#### [Direction]
Print the data exactly as it is given, please.

<<<<

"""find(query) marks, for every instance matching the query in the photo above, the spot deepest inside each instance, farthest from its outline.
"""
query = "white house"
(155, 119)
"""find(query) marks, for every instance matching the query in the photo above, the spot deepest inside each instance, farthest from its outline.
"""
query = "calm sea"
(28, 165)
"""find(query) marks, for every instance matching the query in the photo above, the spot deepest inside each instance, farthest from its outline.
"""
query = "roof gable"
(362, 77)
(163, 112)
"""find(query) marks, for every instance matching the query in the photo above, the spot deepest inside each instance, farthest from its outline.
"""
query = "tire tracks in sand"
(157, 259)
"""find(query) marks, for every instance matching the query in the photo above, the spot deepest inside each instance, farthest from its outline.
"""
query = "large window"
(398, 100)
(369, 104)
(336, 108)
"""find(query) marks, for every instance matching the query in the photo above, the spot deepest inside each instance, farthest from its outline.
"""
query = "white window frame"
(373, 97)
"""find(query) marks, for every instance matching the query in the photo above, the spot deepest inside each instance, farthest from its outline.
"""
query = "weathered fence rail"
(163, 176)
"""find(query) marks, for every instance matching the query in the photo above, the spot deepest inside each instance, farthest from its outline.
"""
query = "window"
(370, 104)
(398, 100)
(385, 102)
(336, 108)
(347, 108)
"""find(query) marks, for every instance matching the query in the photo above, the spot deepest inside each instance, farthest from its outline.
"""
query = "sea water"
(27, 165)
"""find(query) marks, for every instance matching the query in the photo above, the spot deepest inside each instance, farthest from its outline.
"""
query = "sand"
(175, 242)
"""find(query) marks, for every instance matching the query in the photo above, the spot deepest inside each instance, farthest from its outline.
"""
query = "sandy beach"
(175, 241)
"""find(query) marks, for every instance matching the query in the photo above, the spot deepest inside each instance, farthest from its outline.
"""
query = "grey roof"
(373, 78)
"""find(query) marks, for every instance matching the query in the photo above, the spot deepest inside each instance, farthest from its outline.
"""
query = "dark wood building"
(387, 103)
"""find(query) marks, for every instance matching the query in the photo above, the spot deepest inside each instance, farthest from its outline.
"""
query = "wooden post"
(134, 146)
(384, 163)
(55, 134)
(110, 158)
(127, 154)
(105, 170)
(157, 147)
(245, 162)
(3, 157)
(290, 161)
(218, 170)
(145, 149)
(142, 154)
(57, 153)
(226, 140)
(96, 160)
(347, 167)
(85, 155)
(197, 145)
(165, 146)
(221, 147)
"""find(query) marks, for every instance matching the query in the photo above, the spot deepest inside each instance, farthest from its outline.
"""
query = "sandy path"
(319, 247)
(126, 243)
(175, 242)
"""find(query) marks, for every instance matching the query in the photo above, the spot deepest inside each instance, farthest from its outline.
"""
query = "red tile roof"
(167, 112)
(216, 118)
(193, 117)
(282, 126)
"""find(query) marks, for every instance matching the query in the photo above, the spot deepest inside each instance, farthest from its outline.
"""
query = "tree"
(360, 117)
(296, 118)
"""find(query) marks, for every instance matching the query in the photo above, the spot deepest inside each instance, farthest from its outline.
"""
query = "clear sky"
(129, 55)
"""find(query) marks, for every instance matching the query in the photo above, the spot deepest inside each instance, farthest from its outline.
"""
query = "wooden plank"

>>>>

#### [Answer to the problem]
"""find(query) marks, for every instance matching the query in the photo above, the spot deepest inside each instance, farthest from its outline.
"""
query = "white house"
(155, 119)
"""find(query) marks, for every instance matching the query in the photo above, the spot deepest inside each instance, farthest from its outline.
"""
query = "calm sea"
(28, 165)
"""find(query) marks, for every instance matching the query in the photo above, the spot deepest inside each instance, farthest from its outline.
"""
query = "roof gable"
(362, 77)
(163, 112)
"""find(query) marks, for every instance matching the query in the photo above, the spot deepest inside each instance, farthest from its outline.
"""
query = "tire tracks in sand"
(157, 259)
"""find(query) marks, for every instance matching the query in the photo above, the spot deepest inside each instance, farthest from its outline.
"""
query = "large window"
(398, 100)
(369, 104)
(336, 108)
"""find(query) marks, for every instance matching the query in the photo above, the spot deepest inside each instance, farthest from its outline.
"""
query = "white window frame"
(373, 97)
"""find(query) marks, for every instance matching the query in the photo above, the spot deepest inside each instance, farthest from its outline.
"""
query = "weathered fence rail"
(163, 176)
"""find(query) marks, for every instance matching the query in the photo above, the spot deepest inside each instance, farthest from its outline.
"""
query = "window"
(370, 104)
(398, 100)
(385, 102)
(336, 108)
(347, 108)
"""find(query) marks, for every instance matching the query in the photo above, the spot deepest inside each instance, farthest from its outline.
"""
query = "sea water"
(27, 165)
"""find(query) marks, for every instance matching the query in the photo above, the spot deepest inside each instance, farthest from its outline.
"""
query = "sand"
(175, 242)
"""find(query) marks, for every instance matching the query in the photo above, the spot deepest inside each instance, farthest from its outline.
"""
query = "sandy beach"
(175, 241)
"""find(query) marks, for every instance matching the query in the photo above, the spot deepest inside each instance, farthest from its outline.
"""
query = "grey roof"
(373, 78)
"""find(query) marks, for every instance matching the query in the photo above, the spot deepest inside each instance, farthest from its outline.
"""
query = "dark wood building"
(387, 103)
"""find(query) marks, for every instance matching the query in the photo above, the spot deepest inside each instance, farthest from its outline.
"""
query = "wooden post"
(134, 146)
(384, 163)
(55, 134)
(110, 158)
(127, 154)
(105, 170)
(157, 147)
(245, 162)
(3, 157)
(290, 161)
(218, 170)
(145, 149)
(142, 154)
(57, 153)
(226, 140)
(96, 160)
(347, 167)
(85, 155)
(197, 145)
(165, 146)
(221, 147)
"""find(query) marks, for every instance matching the query in the photo above, the spot deepest inside each instance, farthest from its outline.
"""
query = "sandy path"
(319, 247)
(126, 243)
(175, 242)
"""find(query) marks, for every instance matching the query in the photo above, the spot deepest inside each instance, farthest from its outline.
"""
query = "red tile roof"
(167, 112)
(216, 118)
(193, 117)
(282, 126)
"""find(query) marks, for every instance matching the query in the photo above, the spot deepest inside each instance, farthest from its outline.
"""
query = "tree"
(360, 117)
(296, 118)
"""find(query) marks, for every instance matching the query in the photo above, the spot deepest inside each instance, farthest from its outline.
"""
query = "clear sky"
(129, 55)
"""find(query) marks, for every instance matching the query in the photo above, the spot deepest inside each instance, farthest from its outline.
"""
query = "wooden plank"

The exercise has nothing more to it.